_What is needed_:
Retype each record below word for word. Leave the pictures out.

>>

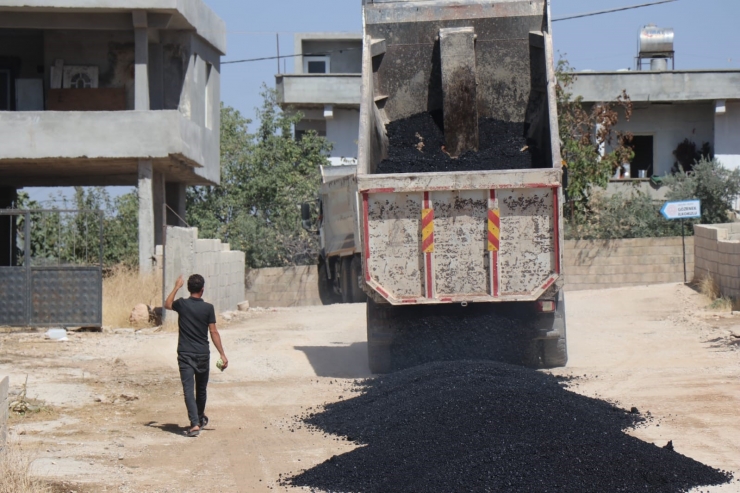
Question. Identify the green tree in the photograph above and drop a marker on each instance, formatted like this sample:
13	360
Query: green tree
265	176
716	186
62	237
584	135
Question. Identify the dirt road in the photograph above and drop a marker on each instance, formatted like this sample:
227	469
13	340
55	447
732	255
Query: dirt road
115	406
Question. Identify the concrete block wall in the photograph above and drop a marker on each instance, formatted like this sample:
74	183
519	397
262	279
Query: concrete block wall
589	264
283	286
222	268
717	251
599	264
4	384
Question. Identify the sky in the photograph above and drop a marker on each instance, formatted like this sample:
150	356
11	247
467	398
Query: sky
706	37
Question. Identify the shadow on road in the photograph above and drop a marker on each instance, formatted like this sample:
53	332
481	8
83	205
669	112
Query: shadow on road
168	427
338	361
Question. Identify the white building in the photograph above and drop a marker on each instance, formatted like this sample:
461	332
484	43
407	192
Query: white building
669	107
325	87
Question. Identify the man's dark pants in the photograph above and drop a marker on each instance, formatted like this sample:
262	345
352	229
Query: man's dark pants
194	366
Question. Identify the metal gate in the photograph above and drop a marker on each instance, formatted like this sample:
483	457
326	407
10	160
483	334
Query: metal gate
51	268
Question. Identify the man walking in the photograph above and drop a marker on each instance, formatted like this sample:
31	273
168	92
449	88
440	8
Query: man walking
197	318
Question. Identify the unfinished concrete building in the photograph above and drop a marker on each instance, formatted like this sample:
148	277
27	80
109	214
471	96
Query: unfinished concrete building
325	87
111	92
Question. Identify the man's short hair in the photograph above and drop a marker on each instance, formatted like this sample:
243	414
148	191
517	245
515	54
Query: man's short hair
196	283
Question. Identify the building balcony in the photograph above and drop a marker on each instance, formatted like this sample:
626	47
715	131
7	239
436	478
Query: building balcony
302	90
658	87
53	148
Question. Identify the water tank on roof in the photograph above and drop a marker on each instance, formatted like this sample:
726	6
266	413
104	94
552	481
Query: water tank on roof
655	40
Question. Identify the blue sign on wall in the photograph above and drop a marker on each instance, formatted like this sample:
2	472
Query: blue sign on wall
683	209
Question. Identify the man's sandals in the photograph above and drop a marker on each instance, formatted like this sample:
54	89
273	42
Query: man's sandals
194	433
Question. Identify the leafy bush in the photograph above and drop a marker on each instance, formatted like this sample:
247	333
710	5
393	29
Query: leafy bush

<<

_Answer for this exercise_:
Question. Identify the green tree in the photograph above and drop a marker on each instance, formatted like this sample:
13	360
Query: green tree
265	176
716	186
62	237
584	135
Question. Identify the dirt road in the photograph above and drop a marker on each instance, formatted like this sample:
227	469
13	340
55	447
732	255
Query: dirt road
115	406
Question. Identify the concrete block wall in the photograph above and drop a marker on each instance, formatted like this sample:
74	183
519	397
262	279
Query: concrete block wall
589	264
283	286
222	268
717	251
599	264
4	384
Question. Identify the sky in the photograph above and drop a marker on each instance, formatted like this sample:
150	356
11	247
467	398
Query: sky
706	37
Question. Identify the shadow on road in the photograph above and drop a marker on each instance, formatted like this sample:
53	332
481	8
83	205
669	112
Query: shadow on road
168	427
338	361
Question. Identify the white building in the photograph above and drop a marker on each instance, formatted like this sample:
461	332
484	43
407	192
Query: white building
669	107
325	87
Question. Identify the man's dark pants in the photograph above and drop a marker on each instance, formatted like this sample:
262	345
352	229
Query: man's dark pants
194	366
Question. Identify the metal gate in the photograph above and drop a marker on each instance, formatted like this sample:
483	457
326	407
10	160
483	334
Query: metal gate
51	268
Question. Identify the man walking in the photograph above and drop a marker on each instance, formatted like this sample:
31	273
168	92
449	88
440	8
Query: man walking
197	318
Question. Identify the unfinished concrete building in the photograph above and drop a marker on each instance, formatted like this sample:
148	277
27	80
109	214
471	96
Query: unfinished concrete building
325	87
111	92
Question. Identify the man's short hair in the photograph above and drop a marker on each instance, formatted like this sample:
243	414
148	191
517	245
515	54
Query: man's short hair
196	283
Question. Identify the building balcony in the photograph above and drop a marker on each instance, formatted like this sample:
626	47
715	131
7	239
436	478
Query: building balcony
302	90
658	87
53	148
Question. Identify the water tank on roof in the photograph above and drop a marker on each instance, formatted like this sample:
726	6
266	413
104	94
552	481
Query: water tank on roof
655	40
Question. Identify the blue sign on wall in the photograph above and drop a marker on each instance, formatted like this sample:
2	472
Query: blue sign on wall
683	209
Question. Identify the man's sandals in the photograph above and drop a marker on each instance, formatted like this sample:
54	89
273	42
Query: man's sandals
194	433
Question. Identify the leafy bush in the photograph above and drop a marker on each instance, formatted like this sample:
247	333
710	5
393	29
Query: leafy bush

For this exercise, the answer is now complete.